Exercise directions
What you write must be the lines from the one holding "Trace the outline of every instance of the long" through the final line of the records below, reproduced exactly, minus the pictures.

Dataset excerpts
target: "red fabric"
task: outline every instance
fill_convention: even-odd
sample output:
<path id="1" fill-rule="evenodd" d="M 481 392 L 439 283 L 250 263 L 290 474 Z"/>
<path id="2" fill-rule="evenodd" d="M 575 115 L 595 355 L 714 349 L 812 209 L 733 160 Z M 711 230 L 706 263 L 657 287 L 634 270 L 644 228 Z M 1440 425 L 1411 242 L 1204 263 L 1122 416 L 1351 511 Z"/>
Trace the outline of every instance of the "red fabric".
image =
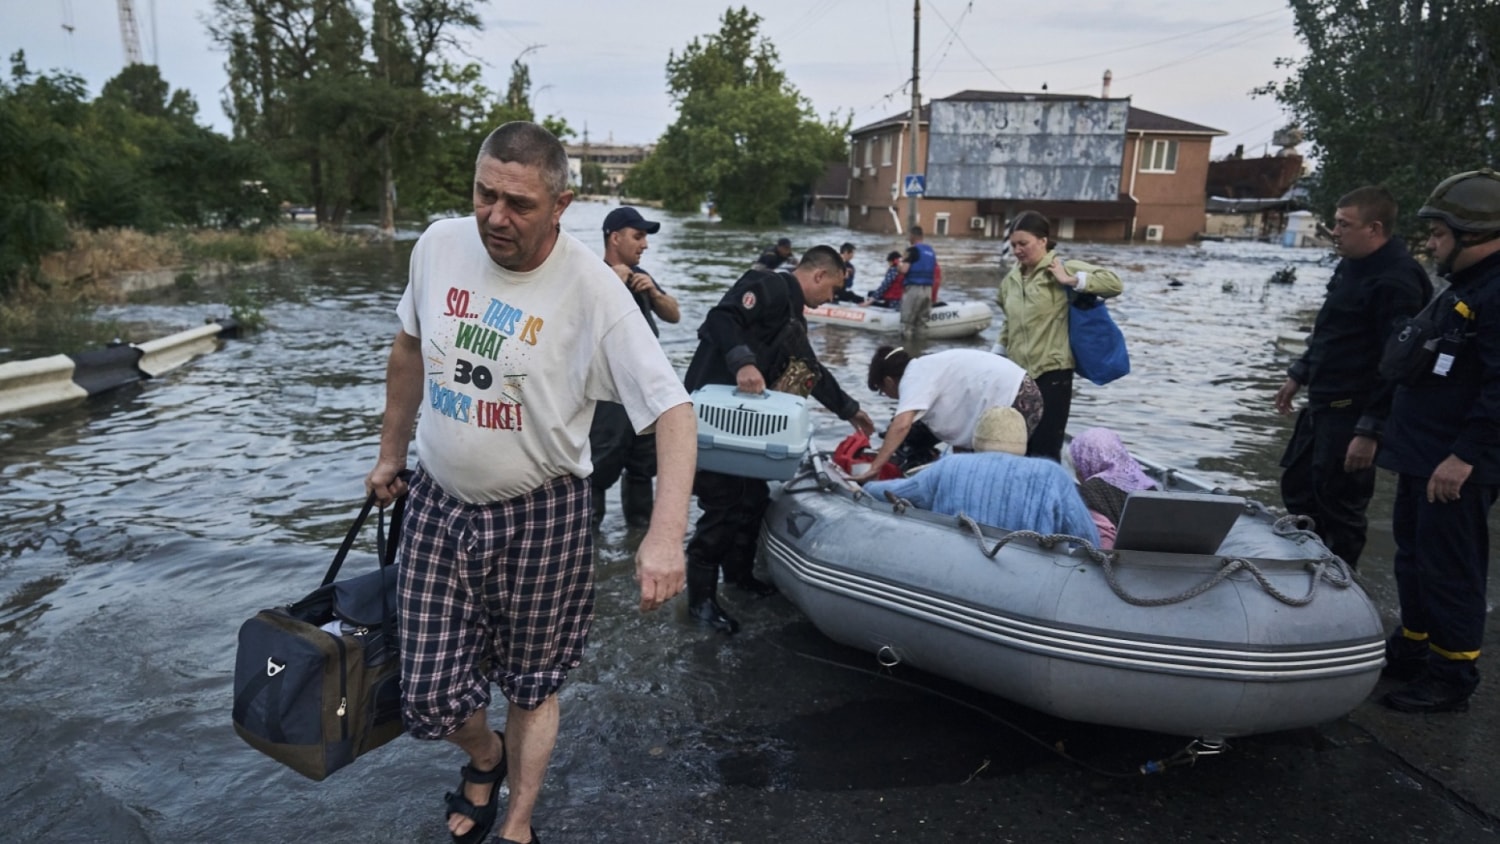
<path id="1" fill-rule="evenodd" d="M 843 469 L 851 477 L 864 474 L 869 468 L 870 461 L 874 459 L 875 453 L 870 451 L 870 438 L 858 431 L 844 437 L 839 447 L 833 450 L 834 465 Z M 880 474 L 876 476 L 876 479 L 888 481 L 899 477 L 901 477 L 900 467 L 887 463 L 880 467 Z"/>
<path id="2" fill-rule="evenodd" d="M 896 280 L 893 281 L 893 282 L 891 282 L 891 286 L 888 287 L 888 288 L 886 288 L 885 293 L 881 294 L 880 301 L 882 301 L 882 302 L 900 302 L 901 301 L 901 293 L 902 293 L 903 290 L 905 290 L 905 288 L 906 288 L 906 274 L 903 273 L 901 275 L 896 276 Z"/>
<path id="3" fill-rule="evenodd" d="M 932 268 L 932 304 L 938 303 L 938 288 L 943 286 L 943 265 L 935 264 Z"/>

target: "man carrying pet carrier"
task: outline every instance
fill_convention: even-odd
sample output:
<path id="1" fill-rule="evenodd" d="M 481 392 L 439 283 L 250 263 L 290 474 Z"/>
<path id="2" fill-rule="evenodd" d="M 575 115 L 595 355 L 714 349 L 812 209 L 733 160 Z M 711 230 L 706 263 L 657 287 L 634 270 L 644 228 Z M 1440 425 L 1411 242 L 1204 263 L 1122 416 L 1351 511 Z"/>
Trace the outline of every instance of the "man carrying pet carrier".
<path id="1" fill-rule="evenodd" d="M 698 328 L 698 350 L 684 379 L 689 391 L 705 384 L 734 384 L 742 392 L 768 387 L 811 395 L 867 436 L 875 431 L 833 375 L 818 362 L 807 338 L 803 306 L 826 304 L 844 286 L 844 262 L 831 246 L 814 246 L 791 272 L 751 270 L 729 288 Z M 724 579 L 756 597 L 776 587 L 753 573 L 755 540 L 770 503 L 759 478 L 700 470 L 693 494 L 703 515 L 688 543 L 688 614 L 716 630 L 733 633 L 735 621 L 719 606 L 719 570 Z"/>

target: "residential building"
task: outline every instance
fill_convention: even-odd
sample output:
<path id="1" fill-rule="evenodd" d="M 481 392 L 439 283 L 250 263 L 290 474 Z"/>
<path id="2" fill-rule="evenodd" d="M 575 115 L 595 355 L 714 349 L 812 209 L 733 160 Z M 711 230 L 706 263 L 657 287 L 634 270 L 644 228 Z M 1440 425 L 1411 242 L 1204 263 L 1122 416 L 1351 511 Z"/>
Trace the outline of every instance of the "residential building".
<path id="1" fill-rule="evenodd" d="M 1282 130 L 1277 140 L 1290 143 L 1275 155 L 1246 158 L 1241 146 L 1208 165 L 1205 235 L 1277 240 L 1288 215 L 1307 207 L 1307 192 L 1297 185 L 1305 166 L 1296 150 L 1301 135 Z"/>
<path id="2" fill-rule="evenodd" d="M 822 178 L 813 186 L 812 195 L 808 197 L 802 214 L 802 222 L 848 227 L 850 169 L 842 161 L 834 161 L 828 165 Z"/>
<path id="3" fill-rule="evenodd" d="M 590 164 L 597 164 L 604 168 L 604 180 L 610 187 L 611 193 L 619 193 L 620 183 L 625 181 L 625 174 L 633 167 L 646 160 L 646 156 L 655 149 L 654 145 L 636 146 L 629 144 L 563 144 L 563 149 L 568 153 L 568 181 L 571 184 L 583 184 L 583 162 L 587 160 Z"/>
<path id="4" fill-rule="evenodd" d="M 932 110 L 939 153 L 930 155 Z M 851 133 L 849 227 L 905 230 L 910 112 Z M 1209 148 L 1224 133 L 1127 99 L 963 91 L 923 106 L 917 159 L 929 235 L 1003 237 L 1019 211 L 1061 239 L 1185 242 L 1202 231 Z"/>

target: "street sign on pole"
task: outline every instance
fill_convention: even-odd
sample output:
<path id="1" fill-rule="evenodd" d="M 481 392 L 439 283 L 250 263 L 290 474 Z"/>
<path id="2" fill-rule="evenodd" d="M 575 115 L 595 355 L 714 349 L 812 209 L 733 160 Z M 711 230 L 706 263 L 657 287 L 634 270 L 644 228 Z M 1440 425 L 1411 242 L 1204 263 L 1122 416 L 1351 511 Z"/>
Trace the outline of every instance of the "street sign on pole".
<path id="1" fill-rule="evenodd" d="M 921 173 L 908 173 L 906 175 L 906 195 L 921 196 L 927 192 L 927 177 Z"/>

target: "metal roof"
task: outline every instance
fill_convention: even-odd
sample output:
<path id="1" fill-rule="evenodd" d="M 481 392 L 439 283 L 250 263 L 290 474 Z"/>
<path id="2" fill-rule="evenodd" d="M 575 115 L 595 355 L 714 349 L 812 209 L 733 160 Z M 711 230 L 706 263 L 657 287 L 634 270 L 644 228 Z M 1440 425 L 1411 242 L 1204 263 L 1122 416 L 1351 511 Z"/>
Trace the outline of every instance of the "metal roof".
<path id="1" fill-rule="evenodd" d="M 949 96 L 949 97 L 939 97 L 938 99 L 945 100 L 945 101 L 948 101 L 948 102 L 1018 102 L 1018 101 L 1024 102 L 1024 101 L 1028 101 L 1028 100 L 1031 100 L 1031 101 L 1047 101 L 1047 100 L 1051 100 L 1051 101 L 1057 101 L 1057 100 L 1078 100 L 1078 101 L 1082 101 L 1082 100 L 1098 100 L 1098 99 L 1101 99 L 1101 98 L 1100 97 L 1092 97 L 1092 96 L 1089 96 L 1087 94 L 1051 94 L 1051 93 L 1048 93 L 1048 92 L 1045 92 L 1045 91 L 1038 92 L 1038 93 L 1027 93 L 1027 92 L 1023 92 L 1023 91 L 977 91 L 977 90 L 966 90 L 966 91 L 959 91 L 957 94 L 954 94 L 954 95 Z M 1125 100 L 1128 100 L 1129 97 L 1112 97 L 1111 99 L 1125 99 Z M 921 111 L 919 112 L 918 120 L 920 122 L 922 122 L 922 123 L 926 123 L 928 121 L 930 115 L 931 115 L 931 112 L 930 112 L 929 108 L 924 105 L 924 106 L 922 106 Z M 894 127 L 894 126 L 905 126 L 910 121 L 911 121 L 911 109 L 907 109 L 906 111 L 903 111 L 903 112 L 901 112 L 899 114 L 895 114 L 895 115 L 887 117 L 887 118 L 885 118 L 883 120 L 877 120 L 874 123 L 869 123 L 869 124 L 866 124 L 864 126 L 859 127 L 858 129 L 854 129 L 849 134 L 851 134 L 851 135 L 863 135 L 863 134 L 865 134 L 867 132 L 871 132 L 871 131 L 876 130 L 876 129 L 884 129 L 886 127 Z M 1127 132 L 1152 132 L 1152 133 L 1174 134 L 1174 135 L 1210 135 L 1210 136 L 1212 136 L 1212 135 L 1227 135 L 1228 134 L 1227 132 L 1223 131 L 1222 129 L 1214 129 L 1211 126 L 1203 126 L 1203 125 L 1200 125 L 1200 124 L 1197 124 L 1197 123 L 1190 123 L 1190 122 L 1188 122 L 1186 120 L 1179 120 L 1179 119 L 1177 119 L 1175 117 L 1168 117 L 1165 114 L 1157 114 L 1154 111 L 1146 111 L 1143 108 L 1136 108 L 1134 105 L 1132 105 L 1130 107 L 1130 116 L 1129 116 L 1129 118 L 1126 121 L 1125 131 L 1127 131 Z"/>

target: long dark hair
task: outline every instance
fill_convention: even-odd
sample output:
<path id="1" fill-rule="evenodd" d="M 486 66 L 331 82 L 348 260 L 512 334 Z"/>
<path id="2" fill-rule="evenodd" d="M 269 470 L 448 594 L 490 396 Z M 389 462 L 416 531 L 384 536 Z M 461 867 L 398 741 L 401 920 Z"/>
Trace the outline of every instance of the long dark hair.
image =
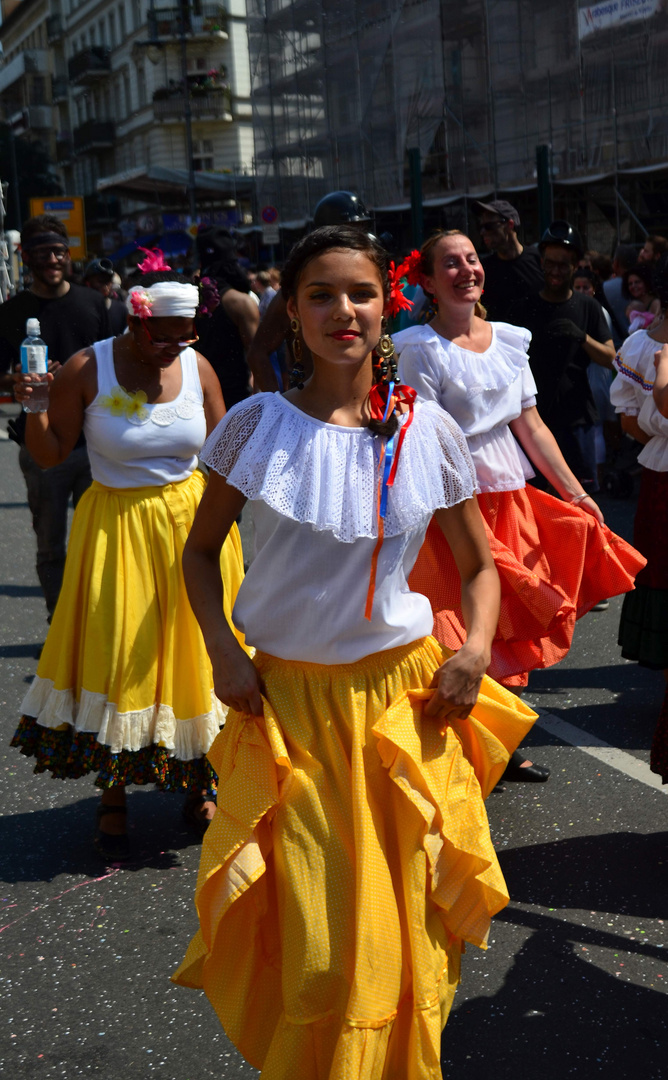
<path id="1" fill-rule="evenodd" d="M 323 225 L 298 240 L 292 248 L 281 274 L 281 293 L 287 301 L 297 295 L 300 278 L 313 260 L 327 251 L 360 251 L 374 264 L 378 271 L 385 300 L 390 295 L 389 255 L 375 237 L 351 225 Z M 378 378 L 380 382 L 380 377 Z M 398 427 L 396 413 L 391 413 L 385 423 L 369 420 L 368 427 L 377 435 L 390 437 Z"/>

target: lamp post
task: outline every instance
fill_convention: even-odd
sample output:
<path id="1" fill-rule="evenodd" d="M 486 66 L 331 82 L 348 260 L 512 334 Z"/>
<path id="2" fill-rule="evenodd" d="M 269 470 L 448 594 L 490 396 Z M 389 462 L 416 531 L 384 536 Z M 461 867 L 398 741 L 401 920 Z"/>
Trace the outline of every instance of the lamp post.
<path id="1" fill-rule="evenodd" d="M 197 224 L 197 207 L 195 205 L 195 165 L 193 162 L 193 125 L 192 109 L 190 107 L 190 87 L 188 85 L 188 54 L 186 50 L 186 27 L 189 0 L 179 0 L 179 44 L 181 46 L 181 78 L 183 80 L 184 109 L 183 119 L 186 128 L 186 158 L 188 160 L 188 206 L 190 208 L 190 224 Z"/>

Solution for this problem
Trace the outline of every instance of the long dark hair.
image =
<path id="1" fill-rule="evenodd" d="M 323 225 L 298 240 L 292 248 L 281 274 L 281 293 L 287 301 L 297 295 L 300 278 L 313 260 L 327 251 L 360 251 L 374 264 L 378 271 L 385 300 L 390 295 L 389 255 L 375 237 L 351 225 Z M 378 378 L 380 382 L 380 377 Z M 398 427 L 396 413 L 391 413 L 385 423 L 369 420 L 368 427 L 377 435 L 390 437 Z"/>

target: lamp post
task: outline every instance
fill_convention: even-odd
sample output:
<path id="1" fill-rule="evenodd" d="M 486 66 L 331 82 L 348 260 L 512 334 Z"/>
<path id="2" fill-rule="evenodd" d="M 269 470 L 448 594 L 490 396 Z M 389 462 L 416 531 L 384 536 Z M 461 867 L 398 741 L 401 920 Z"/>
Trace the outline of every instance of the lamp post.
<path id="1" fill-rule="evenodd" d="M 197 224 L 197 207 L 195 205 L 195 165 L 193 162 L 193 125 L 192 109 L 190 107 L 190 87 L 188 85 L 188 54 L 186 50 L 186 27 L 189 0 L 179 0 L 179 44 L 181 46 L 181 78 L 183 80 L 184 109 L 183 119 L 186 128 L 186 158 L 188 160 L 188 206 L 190 208 L 190 224 Z"/>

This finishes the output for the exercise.